Pull out every line in the records below that contains the string "wall", treating uppercase and lowercase as different.

========================================================================

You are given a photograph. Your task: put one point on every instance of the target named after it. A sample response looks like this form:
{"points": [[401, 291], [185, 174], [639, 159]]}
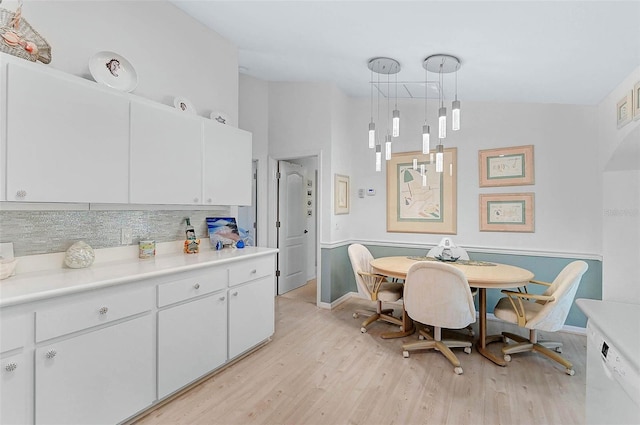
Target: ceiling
{"points": [[567, 52]]}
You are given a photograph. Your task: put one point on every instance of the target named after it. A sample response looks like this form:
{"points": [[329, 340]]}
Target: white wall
{"points": [[172, 53], [254, 117], [567, 181], [619, 153]]}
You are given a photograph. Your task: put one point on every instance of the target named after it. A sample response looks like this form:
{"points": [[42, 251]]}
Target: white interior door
{"points": [[292, 233]]}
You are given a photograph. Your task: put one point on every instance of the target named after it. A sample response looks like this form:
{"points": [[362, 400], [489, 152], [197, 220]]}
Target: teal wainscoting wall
{"points": [[338, 280]]}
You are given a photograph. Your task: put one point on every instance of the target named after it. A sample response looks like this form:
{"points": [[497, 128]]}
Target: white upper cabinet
{"points": [[67, 140], [227, 165], [166, 147]]}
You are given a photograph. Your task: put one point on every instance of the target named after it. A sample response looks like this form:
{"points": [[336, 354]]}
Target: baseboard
{"points": [[566, 328]]}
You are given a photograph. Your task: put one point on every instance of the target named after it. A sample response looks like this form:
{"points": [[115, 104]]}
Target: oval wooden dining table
{"points": [[481, 275]]}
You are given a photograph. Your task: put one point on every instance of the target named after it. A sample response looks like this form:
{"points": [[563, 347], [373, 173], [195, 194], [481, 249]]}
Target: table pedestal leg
{"points": [[407, 328], [483, 340]]}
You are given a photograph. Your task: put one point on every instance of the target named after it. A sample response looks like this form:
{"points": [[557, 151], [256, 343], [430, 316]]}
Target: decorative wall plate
{"points": [[184, 105], [221, 117], [113, 70]]}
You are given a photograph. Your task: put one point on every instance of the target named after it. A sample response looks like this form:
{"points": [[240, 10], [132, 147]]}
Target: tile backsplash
{"points": [[45, 232]]}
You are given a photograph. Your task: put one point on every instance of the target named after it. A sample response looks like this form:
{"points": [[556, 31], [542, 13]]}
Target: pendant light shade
{"points": [[455, 115], [372, 135], [439, 158], [387, 149], [426, 136], [442, 123], [396, 123]]}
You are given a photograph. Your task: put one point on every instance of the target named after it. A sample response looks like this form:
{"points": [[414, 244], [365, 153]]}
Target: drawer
{"points": [[202, 283], [14, 331], [92, 311], [250, 270]]}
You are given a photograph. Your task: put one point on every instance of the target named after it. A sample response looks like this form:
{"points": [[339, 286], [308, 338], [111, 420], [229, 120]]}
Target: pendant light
{"points": [[396, 114], [439, 158], [384, 66], [455, 108], [445, 64], [372, 125], [426, 131]]}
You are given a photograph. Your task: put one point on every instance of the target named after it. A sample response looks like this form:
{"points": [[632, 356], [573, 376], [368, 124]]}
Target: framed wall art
{"points": [[511, 166], [636, 101], [422, 202], [341, 194], [507, 212], [624, 110]]}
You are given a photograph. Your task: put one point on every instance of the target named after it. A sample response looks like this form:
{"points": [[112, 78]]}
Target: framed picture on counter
{"points": [[507, 212], [420, 199], [341, 194], [624, 110], [506, 166]]}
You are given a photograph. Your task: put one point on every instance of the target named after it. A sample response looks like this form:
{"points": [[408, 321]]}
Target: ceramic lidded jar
{"points": [[79, 255]]}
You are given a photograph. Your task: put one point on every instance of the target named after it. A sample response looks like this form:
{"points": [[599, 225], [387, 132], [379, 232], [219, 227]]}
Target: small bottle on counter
{"points": [[191, 244]]}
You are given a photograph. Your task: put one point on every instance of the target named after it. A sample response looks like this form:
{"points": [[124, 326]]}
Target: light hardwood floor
{"points": [[319, 369]]}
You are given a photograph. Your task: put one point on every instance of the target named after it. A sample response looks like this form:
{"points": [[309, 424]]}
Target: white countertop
{"points": [[38, 285], [618, 322]]}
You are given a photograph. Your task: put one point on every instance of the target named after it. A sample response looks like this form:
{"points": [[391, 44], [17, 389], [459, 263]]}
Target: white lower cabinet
{"points": [[16, 373], [101, 377], [192, 341], [251, 314]]}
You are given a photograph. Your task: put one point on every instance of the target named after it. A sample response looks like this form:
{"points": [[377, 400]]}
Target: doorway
{"points": [[296, 223]]}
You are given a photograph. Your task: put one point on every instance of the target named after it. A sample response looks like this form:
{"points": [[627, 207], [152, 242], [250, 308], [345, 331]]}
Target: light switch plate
{"points": [[6, 251]]}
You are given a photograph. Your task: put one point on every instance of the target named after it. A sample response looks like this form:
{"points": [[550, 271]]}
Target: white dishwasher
{"points": [[613, 357]]}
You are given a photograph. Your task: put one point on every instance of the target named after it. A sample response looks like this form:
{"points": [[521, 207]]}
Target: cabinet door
{"points": [[227, 165], [251, 314], [192, 341], [67, 139], [101, 377], [15, 395], [166, 155]]}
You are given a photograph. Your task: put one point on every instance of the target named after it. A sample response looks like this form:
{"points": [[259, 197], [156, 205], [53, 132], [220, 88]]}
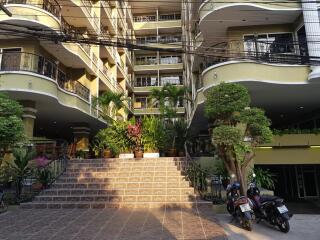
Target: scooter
{"points": [[240, 207], [269, 208]]}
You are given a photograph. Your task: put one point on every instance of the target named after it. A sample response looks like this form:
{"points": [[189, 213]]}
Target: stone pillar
{"points": [[312, 27], [81, 133], [29, 116]]}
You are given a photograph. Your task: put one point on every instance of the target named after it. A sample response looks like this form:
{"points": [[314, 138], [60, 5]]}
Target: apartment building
{"points": [[157, 25], [56, 81], [272, 49]]}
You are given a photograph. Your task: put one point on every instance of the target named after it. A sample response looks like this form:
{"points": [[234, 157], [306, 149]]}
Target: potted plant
{"points": [[100, 144], [134, 132], [153, 136], [118, 140]]}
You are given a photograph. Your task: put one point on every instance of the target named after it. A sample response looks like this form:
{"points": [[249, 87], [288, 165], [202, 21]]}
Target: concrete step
{"points": [[84, 179], [124, 165], [117, 198], [133, 191], [123, 174], [121, 169], [118, 185], [129, 160], [72, 205]]}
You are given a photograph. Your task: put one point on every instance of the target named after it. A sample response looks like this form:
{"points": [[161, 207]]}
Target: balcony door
{"points": [[11, 59]]}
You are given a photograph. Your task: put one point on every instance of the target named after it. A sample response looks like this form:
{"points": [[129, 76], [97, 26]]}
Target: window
{"points": [[268, 43], [171, 79], [170, 17], [145, 81], [146, 60], [170, 59]]}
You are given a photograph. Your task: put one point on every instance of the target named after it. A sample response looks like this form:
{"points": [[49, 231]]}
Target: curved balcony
{"points": [[255, 61], [46, 14], [27, 72], [217, 17]]}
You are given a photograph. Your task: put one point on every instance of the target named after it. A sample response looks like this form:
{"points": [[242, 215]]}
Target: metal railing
{"points": [[51, 6], [260, 51], [29, 62]]}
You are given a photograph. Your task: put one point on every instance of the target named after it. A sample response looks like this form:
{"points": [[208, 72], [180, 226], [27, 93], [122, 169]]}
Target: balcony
{"points": [[42, 12], [248, 13], [246, 61], [44, 69], [149, 63], [152, 22], [156, 111], [145, 84], [290, 149], [86, 10], [170, 41]]}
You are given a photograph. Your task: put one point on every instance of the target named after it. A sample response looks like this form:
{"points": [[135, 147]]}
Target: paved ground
{"points": [[302, 227], [126, 224]]}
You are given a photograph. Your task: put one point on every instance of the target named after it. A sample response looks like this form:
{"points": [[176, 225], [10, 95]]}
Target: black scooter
{"points": [[269, 208]]}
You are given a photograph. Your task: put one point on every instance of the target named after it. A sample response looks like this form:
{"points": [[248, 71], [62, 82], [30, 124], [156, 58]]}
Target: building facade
{"points": [[56, 80], [273, 50]]}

========================================================================

# Output of the exercise
Target: white wall
Target: teal wainscoting wall
Target: decorative wall plate
Target: framed wall art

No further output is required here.